| INPUT FOR THIS TASK |
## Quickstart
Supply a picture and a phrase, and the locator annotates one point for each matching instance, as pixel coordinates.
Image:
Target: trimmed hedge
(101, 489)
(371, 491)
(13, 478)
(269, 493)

---

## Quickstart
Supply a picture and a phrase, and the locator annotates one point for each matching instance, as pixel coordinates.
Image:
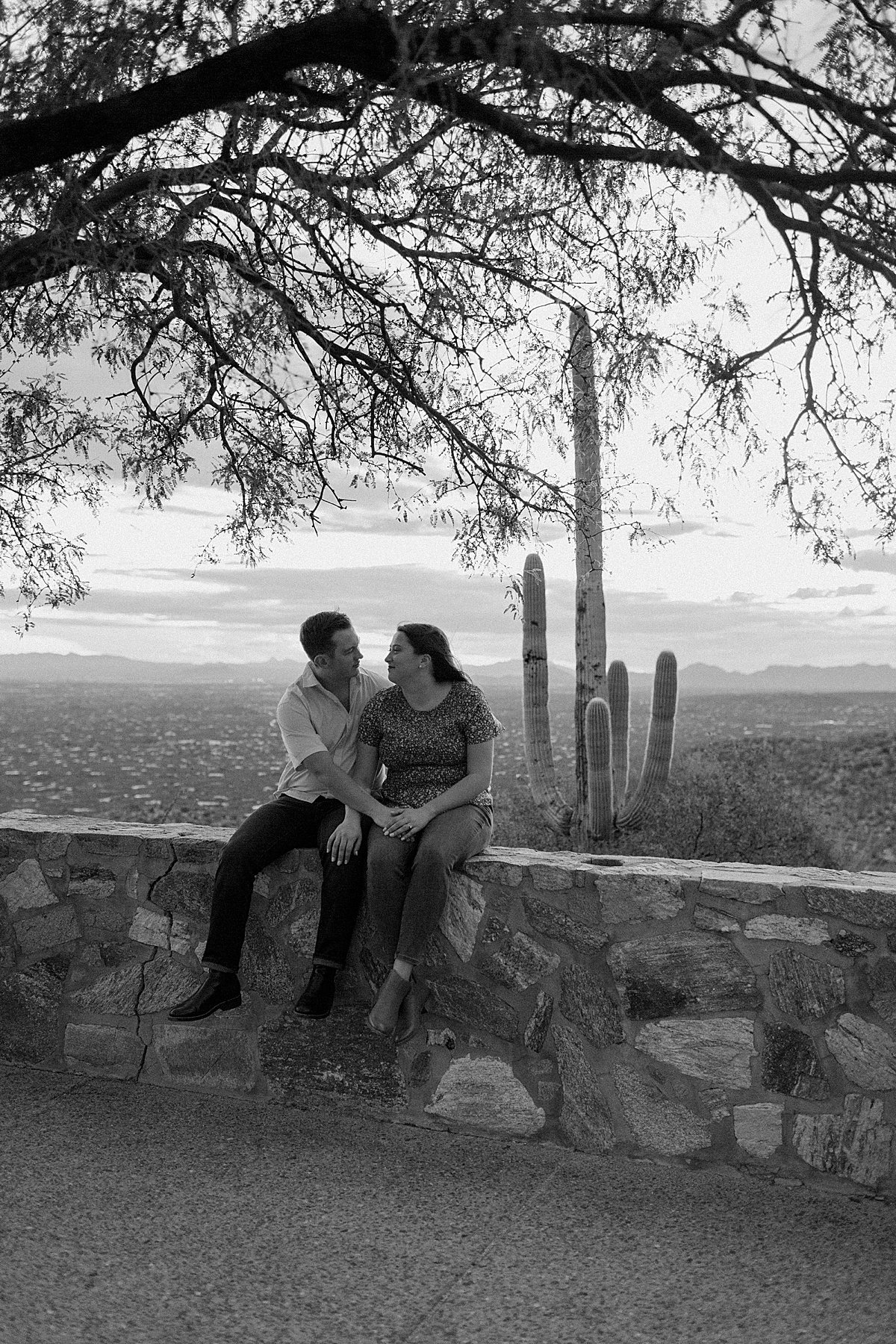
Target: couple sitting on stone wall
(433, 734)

| TASK TO COMPLETE |
Pull out every line from the rows above that contains the string "Target", and copy each one in full.

| THE RESPONSE |
Target: trimmed hedge
Target: couple sitting on stone wall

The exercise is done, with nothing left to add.